Thaddeus Connellan (c1775–1854)

Portrait of Thaddeus Connellan

by Patricia Moloney, Cataloguer, Ó Súilleabháin Collection

Detail from portrait of Thaddeus Connellan by James Northcote, 1824. (Public domain,  Wikimedia Commons)


Early life and education

Thaddeus (Thady) Connellan, (Tadhg Ó Coinnialláin), teacher, author and translator, was born circa 1775, and raised as an Irish speaker in the parish of Templeboy, Co Sligo. Details of his early life are scant, but according to an account given to Lady Morgan, he began his education in Sligo and later travelled to Munster ‘where the best schools were then held’.1 He was taught by a school-master from Co Clare and returned to Sligo about 1800 to open his own school in Corkhill.

**Exercise task**
Write out the passage from the Connellan biography that begins at the words "Thaddeus (Thady) Connellan, (Tadhg" and stops after "school in Corkhill.".

Image object location entries:

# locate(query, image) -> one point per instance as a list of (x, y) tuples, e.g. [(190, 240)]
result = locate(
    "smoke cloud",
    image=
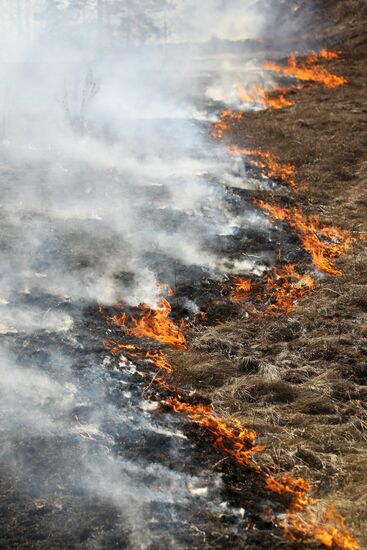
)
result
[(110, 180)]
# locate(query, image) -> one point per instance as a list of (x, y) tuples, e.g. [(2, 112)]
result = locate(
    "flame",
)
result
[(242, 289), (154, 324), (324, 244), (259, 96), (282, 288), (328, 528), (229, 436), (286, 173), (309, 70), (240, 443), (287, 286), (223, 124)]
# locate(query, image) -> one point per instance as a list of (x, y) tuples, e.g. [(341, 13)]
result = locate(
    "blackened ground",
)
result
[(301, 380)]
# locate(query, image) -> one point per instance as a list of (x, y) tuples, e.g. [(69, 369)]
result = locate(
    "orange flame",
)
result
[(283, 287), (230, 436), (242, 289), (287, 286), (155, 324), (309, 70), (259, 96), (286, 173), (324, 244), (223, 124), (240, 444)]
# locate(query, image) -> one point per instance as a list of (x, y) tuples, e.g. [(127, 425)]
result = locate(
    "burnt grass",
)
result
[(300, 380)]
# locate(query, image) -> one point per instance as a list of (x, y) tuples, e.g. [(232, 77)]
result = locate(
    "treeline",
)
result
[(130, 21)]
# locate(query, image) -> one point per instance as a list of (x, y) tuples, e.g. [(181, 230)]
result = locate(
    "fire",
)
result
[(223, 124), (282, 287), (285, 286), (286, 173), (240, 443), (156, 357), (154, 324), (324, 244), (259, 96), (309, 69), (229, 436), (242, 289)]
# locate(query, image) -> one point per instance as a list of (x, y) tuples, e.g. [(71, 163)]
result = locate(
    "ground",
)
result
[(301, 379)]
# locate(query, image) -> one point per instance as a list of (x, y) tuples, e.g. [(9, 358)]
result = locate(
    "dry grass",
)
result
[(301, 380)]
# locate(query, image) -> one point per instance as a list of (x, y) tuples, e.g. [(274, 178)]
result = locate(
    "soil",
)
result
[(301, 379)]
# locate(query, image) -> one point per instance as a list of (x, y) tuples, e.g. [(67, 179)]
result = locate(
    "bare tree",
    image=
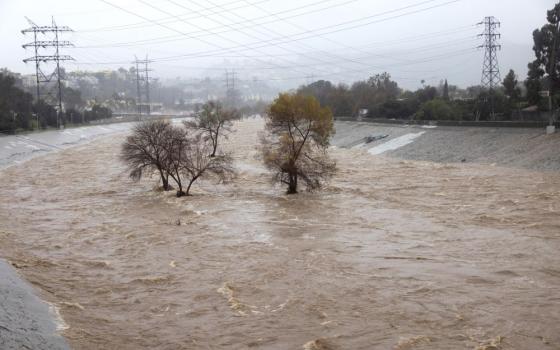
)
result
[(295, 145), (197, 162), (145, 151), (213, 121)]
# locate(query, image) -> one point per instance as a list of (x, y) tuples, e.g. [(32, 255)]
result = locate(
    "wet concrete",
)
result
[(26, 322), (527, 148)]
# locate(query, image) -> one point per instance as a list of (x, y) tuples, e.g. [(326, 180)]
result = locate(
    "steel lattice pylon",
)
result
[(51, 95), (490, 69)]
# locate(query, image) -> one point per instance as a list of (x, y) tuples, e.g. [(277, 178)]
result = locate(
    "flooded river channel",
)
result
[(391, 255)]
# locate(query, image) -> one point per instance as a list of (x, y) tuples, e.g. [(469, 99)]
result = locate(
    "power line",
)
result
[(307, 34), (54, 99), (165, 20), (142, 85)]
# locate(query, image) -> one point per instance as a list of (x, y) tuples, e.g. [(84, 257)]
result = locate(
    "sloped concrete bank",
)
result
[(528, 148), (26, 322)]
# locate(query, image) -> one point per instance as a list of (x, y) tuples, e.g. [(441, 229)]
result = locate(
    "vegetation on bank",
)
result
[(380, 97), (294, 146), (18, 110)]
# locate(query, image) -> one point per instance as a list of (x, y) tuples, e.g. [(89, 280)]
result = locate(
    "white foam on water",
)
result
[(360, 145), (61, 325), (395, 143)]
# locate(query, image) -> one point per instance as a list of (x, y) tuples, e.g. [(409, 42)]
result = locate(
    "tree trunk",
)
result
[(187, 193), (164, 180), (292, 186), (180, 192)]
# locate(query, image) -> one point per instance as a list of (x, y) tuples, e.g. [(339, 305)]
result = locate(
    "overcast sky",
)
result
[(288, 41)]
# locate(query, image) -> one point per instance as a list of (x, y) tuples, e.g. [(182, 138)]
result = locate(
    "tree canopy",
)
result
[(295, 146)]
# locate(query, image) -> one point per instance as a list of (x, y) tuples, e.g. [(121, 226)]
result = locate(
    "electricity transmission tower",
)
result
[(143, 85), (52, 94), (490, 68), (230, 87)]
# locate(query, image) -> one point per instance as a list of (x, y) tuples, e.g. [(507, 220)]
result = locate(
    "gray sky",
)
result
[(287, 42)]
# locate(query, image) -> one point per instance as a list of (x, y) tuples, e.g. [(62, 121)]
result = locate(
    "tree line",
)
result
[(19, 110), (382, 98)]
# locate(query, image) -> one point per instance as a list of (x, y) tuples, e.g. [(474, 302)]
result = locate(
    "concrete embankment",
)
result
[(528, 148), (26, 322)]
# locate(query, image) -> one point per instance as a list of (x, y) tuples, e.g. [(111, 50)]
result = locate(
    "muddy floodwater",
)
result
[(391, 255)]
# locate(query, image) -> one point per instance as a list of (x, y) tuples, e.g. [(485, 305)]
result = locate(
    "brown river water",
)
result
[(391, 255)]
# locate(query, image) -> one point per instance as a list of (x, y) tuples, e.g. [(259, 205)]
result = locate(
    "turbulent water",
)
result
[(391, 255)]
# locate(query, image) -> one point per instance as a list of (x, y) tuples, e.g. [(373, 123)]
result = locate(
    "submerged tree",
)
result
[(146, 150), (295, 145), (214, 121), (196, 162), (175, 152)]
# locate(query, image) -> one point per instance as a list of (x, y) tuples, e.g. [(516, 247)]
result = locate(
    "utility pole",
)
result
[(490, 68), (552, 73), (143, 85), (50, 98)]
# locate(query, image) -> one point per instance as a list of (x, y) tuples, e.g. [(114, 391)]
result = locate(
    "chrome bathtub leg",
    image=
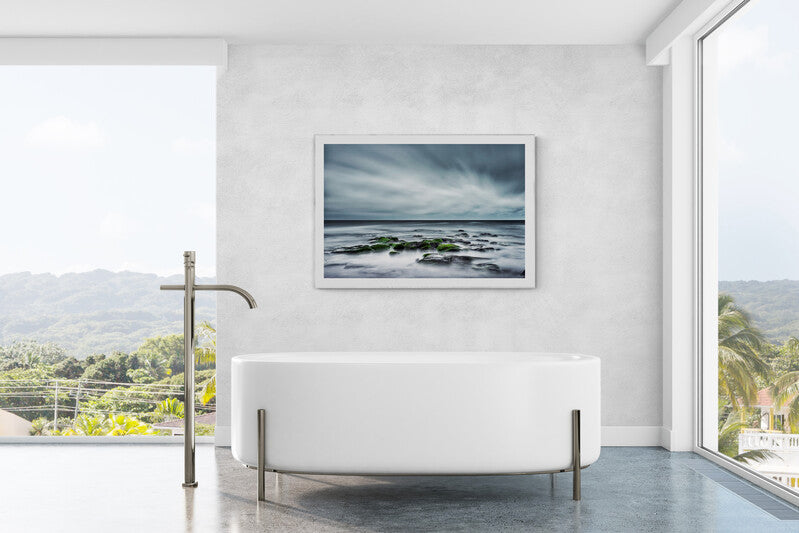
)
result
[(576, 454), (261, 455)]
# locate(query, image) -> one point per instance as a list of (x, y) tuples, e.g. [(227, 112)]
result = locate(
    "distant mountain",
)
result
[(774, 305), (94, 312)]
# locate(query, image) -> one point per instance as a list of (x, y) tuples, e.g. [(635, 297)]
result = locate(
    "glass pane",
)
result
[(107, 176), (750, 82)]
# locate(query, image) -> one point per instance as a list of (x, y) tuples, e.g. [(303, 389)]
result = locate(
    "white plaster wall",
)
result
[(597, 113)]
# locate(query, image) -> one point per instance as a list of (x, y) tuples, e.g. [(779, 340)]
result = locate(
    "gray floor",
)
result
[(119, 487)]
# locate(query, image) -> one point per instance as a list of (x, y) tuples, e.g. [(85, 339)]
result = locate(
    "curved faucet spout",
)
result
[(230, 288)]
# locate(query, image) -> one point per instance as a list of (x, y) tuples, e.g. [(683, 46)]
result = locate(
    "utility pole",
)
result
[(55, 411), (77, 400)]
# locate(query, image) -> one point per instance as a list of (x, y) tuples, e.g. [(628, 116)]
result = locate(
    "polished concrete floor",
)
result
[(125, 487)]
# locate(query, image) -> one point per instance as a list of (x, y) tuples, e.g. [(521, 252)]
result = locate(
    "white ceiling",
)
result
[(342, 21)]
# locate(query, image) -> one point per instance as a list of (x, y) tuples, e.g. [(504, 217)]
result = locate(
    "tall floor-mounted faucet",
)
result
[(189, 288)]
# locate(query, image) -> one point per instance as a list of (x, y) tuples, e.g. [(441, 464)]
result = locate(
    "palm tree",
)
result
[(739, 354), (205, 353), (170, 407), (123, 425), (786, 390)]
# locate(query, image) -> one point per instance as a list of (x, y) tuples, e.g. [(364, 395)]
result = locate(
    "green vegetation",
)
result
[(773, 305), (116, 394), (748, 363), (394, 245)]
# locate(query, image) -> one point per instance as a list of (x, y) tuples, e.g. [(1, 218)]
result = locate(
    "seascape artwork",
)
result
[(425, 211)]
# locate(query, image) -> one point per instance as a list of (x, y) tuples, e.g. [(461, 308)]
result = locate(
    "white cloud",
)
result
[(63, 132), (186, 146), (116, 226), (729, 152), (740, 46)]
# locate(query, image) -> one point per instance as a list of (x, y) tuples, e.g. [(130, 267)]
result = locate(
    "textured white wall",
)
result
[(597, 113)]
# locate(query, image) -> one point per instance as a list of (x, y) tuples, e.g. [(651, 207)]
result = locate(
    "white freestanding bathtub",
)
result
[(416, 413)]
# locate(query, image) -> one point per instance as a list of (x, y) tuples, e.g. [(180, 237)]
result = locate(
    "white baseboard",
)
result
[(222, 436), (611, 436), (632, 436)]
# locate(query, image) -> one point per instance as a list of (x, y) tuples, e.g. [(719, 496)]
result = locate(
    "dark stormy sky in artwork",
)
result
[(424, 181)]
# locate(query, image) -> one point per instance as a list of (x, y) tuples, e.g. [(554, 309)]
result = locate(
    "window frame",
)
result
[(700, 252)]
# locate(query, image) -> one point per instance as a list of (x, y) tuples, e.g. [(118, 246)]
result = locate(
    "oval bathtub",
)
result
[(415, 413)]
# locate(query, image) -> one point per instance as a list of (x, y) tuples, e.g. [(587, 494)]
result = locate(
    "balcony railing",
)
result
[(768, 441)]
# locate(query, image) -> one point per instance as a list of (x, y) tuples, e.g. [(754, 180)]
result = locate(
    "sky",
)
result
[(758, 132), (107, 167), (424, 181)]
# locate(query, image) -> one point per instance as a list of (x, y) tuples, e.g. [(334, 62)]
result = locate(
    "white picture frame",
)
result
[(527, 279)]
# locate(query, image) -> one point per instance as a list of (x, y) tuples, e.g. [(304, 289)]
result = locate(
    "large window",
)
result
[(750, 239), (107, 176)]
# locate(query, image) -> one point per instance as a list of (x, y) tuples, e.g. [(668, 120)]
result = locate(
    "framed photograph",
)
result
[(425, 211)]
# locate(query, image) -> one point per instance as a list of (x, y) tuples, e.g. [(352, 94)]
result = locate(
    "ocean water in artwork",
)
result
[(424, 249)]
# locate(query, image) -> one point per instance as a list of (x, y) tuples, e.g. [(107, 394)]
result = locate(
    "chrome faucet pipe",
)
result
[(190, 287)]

...

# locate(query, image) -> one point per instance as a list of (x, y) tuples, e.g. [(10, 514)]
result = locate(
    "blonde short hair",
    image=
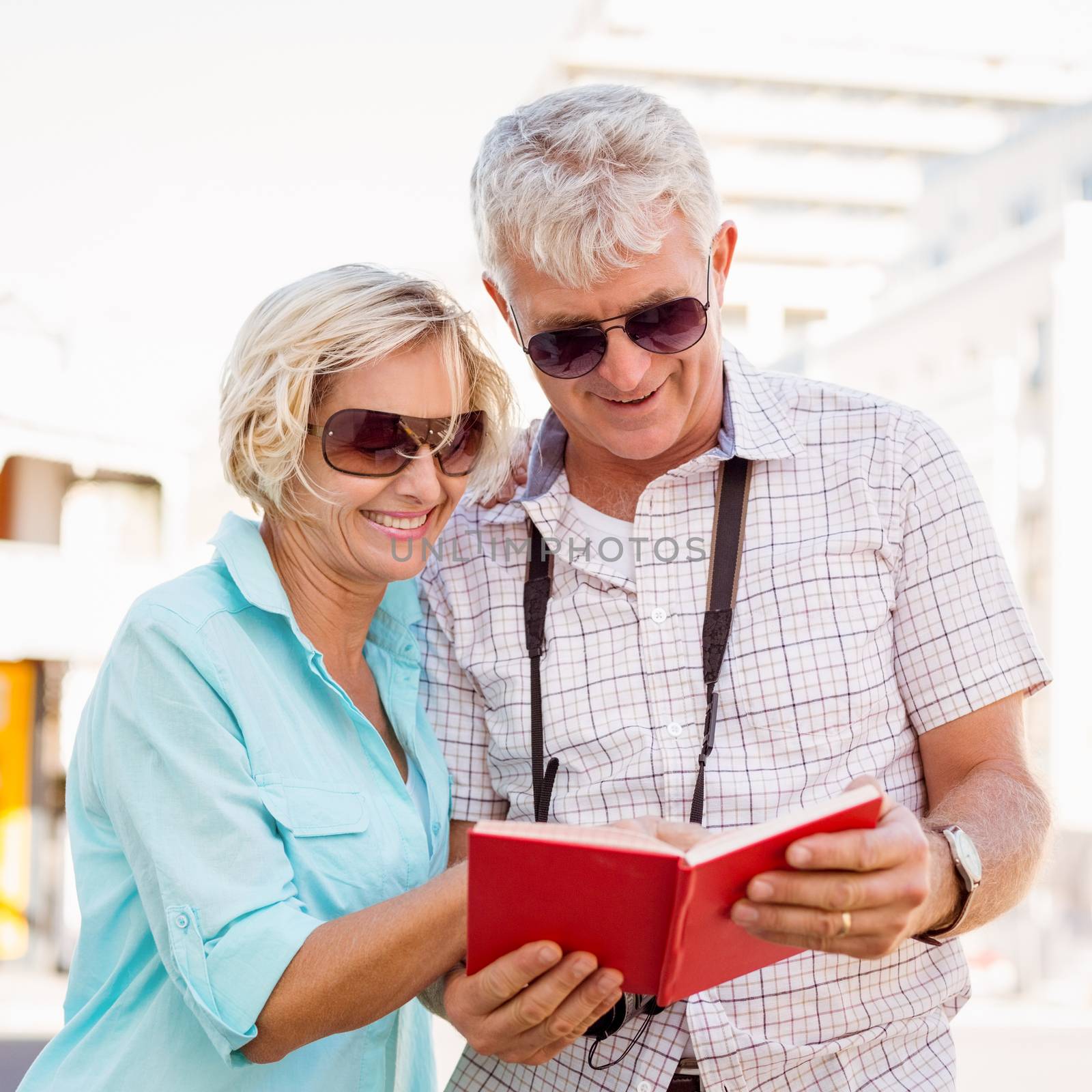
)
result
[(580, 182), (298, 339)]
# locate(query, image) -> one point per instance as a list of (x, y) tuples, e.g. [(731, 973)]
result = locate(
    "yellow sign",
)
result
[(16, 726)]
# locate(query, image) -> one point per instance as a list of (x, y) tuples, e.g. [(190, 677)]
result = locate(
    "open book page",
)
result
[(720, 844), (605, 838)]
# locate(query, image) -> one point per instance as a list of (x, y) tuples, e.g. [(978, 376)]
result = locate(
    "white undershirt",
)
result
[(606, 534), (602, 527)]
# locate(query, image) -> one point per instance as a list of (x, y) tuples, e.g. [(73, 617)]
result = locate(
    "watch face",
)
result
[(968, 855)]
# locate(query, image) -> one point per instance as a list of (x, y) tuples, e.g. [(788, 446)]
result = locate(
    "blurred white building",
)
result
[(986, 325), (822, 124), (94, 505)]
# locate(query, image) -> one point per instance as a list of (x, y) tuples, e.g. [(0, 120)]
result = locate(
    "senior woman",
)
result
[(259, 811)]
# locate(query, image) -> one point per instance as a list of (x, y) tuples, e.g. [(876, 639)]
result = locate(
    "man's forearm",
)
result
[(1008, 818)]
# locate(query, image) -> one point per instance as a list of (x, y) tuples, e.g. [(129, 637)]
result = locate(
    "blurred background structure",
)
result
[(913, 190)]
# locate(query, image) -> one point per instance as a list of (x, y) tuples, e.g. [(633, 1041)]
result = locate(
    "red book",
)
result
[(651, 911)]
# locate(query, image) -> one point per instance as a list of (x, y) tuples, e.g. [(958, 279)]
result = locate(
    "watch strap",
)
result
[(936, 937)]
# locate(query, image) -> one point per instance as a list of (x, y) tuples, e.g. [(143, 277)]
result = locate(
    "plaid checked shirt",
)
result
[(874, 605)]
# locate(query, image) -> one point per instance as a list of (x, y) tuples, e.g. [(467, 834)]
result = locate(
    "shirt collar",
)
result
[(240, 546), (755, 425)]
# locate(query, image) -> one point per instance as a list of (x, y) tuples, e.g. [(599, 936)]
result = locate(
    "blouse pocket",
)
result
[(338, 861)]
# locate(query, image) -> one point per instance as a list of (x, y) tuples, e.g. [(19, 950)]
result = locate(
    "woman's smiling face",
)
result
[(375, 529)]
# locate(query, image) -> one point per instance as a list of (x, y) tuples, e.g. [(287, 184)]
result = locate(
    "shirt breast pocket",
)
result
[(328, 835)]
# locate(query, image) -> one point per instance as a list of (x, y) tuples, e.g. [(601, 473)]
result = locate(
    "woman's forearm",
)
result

**Expected answer**
Thaddeus (Thady) Connellan, (Tadhg Ó Coinnialláin), teacher, author and translator, was born circa 1775, and raised as an Irish speaker in the parish of Templeboy, Co Sligo. Details of his early life are scant, but according to an account given to Lady Morgan, he began his education in Sligo and later travelled to Munster ‘where the best schools were then held’.1 He was taught by a school-master from Co Clare and returned to Sligo about 1800 to open his own school in Corkhill.